> TASKS TO PERFORM
1. How would you put this sentence from the piece on India's groundwater crisis into Spanish: "India extracts more groundwater than any other country in the world."
2. Can you carry the piece on India's groundwater crisis forward, starting right after its last sentence about water pumped from the Cauvery?
:: DOCUMENT SEGMENT ::
Last year NASA released a map that should be a wakeup call for each one of us.
“You are,” it screamed across patches of warning-red spanning all of India, “consuming way more than the natural recharge rate of aquifers. Beware, your water reserves are running out.”
India extracts more groundwater than any other country in the world. Runner-up China uses just half the amount India does. Further, our water is grossly contaminated in many places — and that toxic brew is what a large percentage of our population consumes every day.
The trend can spell death for a country that depends heavily on agriculture, and has grand plans for its cities. Bangalore is both test case and cautionary tale. It is listed in AT Kearney’s Global Cities Index 2015 as one of the fastest growing cities in the world. It is also the one facing the biggest hurdles: It has no major river running through it; the majority of its 800 lakes have become bus stands, industrial complexes and soccer stadiums, and those that remain are holding pens of industrial sewage.
Half the water Bangalore consumes is mined from underground. 400,000 borewells — likely more than any other Indian city — belch up our daily water supply and with each opening of our taps, the water table sinks further. The other half of Bangalore’s water is pumped, at great expense, across a distance of 100 km from the nearest major river, the Cauvery.
:::
:: RECORDED DATA ::
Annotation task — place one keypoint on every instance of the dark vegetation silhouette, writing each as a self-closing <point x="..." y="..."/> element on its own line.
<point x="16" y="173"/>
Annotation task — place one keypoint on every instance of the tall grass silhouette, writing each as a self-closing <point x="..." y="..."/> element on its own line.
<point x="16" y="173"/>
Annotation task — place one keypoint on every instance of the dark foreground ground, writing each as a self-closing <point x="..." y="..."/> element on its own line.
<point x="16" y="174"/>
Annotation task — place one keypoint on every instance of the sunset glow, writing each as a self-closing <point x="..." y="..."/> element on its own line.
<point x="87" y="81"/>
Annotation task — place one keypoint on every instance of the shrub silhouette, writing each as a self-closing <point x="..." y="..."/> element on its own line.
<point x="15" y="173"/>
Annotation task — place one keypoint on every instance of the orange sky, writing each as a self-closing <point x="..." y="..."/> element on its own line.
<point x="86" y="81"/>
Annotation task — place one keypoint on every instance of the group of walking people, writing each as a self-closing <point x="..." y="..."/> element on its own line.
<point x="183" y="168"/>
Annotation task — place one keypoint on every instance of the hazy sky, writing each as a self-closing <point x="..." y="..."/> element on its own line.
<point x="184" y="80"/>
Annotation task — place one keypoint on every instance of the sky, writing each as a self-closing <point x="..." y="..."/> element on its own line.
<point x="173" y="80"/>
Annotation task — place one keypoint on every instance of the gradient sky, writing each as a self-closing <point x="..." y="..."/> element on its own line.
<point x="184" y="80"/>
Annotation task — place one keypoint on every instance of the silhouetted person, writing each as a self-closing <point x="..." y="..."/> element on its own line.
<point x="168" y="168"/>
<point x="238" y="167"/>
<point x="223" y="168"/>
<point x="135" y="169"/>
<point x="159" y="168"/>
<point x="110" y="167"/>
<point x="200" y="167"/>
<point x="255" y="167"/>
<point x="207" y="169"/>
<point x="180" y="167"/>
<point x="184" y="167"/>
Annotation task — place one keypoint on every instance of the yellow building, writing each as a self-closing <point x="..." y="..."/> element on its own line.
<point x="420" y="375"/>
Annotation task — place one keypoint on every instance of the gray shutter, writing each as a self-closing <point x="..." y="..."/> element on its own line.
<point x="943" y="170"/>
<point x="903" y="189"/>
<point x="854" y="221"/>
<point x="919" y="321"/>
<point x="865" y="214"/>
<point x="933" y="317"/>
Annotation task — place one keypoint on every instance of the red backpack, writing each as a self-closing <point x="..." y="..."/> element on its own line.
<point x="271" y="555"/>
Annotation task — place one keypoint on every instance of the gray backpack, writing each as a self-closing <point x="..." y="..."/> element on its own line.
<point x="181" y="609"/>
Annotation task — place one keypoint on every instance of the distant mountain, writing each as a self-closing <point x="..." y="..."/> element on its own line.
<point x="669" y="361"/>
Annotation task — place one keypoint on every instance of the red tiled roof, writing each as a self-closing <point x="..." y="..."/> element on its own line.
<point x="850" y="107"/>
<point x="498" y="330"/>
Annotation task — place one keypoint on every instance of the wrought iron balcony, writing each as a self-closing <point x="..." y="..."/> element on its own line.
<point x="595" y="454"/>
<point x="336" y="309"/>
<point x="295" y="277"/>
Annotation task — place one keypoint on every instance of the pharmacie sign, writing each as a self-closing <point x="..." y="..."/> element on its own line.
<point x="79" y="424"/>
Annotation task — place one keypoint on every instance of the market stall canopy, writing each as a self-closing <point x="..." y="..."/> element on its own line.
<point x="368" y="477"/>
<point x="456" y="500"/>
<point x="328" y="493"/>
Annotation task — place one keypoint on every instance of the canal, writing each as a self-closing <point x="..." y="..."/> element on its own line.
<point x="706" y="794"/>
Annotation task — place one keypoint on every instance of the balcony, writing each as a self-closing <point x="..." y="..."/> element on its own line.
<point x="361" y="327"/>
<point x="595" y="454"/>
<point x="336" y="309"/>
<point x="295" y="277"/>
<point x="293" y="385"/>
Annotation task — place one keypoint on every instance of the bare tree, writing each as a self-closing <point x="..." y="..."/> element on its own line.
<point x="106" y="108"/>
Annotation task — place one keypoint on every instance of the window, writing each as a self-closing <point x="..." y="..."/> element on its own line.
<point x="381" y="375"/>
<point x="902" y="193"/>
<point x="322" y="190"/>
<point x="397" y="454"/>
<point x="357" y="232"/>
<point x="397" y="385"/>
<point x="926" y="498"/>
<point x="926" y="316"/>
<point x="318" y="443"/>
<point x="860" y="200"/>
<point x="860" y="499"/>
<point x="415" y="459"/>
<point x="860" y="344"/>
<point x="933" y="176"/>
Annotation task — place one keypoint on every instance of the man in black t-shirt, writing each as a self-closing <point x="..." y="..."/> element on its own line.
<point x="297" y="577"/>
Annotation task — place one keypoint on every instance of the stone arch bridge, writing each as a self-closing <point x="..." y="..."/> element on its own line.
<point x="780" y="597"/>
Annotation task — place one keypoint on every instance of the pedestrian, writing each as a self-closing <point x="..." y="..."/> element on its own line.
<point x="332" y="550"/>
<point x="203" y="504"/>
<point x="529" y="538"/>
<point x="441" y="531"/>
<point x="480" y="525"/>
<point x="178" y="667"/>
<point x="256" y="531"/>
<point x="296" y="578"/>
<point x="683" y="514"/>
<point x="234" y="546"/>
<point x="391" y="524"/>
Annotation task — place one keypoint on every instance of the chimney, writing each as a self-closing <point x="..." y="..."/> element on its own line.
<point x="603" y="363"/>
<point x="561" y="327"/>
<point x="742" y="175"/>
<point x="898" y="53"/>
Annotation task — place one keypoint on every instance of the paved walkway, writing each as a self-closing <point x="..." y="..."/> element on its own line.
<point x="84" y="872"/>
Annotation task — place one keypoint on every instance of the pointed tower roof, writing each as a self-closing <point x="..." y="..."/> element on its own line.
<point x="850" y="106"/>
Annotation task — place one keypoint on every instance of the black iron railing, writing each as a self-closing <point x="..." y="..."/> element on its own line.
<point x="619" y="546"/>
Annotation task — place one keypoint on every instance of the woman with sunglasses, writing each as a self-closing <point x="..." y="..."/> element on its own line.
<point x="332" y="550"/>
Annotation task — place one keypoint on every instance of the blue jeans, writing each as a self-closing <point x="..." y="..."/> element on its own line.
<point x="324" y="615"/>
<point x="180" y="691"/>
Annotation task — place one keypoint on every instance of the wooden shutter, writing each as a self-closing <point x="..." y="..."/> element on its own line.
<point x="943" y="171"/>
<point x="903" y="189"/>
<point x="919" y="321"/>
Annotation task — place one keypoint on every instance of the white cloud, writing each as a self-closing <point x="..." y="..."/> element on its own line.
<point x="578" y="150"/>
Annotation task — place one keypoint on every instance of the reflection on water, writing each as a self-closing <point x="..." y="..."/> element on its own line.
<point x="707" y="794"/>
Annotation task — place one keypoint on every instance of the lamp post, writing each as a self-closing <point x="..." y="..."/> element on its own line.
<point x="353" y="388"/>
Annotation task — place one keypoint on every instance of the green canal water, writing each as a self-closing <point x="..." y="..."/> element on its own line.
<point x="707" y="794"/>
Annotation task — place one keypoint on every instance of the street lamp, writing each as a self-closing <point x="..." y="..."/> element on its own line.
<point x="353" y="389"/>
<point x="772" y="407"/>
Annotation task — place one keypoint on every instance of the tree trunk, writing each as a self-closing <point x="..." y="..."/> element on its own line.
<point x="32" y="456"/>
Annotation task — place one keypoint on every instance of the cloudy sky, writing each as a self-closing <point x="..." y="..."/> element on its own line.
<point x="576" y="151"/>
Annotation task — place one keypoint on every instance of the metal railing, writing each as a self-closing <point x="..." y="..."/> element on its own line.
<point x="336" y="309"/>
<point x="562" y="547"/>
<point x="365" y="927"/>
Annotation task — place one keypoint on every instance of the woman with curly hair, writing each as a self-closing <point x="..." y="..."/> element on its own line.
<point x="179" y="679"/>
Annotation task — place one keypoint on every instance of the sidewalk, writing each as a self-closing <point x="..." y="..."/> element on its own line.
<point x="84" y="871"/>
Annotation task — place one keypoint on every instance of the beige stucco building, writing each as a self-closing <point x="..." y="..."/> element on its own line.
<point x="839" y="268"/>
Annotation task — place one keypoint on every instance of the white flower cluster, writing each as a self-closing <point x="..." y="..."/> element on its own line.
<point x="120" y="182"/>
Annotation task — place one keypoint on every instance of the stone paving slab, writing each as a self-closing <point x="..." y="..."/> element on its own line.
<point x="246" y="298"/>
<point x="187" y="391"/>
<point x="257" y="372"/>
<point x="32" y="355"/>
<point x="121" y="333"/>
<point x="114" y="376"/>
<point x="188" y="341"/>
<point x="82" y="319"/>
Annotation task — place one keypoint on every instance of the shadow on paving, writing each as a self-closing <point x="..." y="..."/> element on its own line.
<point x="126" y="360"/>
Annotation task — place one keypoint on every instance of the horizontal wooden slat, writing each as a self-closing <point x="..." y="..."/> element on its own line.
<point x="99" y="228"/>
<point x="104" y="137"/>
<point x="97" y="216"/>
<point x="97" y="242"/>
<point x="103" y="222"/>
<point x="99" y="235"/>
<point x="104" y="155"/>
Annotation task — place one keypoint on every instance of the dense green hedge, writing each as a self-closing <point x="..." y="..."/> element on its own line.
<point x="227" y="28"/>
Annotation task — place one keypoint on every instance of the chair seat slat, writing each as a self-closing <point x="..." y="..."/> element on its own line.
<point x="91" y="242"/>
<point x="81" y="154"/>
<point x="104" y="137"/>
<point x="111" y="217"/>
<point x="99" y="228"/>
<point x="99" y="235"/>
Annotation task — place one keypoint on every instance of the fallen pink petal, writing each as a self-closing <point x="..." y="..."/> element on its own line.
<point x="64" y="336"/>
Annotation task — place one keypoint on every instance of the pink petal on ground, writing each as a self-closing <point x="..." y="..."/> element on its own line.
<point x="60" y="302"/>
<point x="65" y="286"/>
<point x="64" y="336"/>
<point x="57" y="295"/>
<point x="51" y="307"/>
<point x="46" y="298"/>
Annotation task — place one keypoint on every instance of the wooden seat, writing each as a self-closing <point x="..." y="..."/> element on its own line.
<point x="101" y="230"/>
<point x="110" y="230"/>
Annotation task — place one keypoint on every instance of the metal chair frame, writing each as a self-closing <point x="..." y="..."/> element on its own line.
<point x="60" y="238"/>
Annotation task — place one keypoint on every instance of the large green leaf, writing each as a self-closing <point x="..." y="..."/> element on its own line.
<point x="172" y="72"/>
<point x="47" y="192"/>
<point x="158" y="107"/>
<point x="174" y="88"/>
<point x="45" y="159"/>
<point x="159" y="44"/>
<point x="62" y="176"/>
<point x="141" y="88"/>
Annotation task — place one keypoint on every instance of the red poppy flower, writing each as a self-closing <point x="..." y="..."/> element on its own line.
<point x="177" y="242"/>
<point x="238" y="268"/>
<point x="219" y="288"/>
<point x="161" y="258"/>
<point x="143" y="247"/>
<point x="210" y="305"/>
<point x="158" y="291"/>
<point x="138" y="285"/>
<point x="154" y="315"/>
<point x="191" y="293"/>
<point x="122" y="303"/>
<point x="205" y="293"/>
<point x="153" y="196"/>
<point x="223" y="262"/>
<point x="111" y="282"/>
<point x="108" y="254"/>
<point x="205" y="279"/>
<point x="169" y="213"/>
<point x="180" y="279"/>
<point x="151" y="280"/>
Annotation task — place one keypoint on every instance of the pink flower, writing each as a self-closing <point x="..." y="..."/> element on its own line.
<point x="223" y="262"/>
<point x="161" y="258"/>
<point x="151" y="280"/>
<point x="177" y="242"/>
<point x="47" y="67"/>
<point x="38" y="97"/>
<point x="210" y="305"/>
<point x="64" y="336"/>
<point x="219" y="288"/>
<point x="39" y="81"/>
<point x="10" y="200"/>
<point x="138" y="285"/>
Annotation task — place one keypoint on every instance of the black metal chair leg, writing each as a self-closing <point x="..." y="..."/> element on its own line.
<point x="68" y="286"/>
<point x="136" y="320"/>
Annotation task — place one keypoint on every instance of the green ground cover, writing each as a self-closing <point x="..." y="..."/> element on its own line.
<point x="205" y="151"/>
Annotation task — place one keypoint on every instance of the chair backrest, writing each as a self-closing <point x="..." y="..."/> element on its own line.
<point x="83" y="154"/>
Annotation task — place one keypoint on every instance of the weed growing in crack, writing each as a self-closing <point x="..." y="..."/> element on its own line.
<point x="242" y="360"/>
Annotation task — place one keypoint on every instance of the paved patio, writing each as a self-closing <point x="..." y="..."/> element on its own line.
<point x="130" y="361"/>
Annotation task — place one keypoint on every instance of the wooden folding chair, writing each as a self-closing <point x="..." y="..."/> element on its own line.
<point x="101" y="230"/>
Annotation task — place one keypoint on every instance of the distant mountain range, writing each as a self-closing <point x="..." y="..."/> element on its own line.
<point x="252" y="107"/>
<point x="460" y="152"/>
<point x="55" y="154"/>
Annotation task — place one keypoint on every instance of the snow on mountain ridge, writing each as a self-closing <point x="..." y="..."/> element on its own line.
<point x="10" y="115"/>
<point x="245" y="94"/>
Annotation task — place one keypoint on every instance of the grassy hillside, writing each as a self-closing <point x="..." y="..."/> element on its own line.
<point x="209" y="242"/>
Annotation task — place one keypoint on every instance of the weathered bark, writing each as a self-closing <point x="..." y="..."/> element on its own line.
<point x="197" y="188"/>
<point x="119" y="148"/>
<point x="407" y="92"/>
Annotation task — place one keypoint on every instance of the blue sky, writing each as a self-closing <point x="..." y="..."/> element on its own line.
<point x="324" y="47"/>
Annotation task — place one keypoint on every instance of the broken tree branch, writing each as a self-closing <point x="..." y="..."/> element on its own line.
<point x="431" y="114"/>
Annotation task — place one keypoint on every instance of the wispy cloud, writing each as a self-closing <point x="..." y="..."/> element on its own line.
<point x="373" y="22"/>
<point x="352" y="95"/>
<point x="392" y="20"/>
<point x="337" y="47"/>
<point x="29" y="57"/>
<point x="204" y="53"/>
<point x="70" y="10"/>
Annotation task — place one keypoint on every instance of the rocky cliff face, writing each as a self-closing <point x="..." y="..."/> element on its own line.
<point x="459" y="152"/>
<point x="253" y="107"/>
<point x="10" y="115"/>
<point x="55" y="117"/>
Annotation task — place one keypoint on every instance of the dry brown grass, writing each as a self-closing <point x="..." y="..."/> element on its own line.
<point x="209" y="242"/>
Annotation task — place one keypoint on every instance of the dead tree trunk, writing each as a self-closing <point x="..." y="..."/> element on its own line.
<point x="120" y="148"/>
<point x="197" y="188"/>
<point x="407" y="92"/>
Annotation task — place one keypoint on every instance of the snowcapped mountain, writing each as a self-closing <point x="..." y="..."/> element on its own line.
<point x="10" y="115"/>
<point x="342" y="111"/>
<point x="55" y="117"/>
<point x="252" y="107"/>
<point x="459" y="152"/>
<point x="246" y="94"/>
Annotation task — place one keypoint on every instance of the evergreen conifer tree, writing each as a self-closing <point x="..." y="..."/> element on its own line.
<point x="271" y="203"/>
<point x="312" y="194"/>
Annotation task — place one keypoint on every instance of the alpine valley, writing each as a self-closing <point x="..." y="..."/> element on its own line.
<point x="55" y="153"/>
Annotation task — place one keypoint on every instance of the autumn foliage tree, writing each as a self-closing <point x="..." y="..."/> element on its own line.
:::
> RESPONSES BY TASK
1. India extrae más agua subterránea que cualquier otro país del mundo.

2.
Bangalore has the most expensive — and most heavily subsidised — water in India. And yet, demand constantly outstrips supply as the city shoots concrete blocks ever higher, across an ever-increasing sprawl, while the government plans more satellite towns and industrial hubs.
This dangerous game is symptomatic of India’s boneheaded commitment to mindless growth.
So what are the implications for the Cauvery basin, and for the city of Bangalore itself? How will our insatiable thirst impact the riverine ecosystem? How long will our water support us?
Over the next few weeks and months, I will criss-cross the Cauvery basin, and creep under the skin of Bangalore, to document this tenuous relationship between water and urban man — and through this prism, examine the implications across all of our burgeoning towns and cities.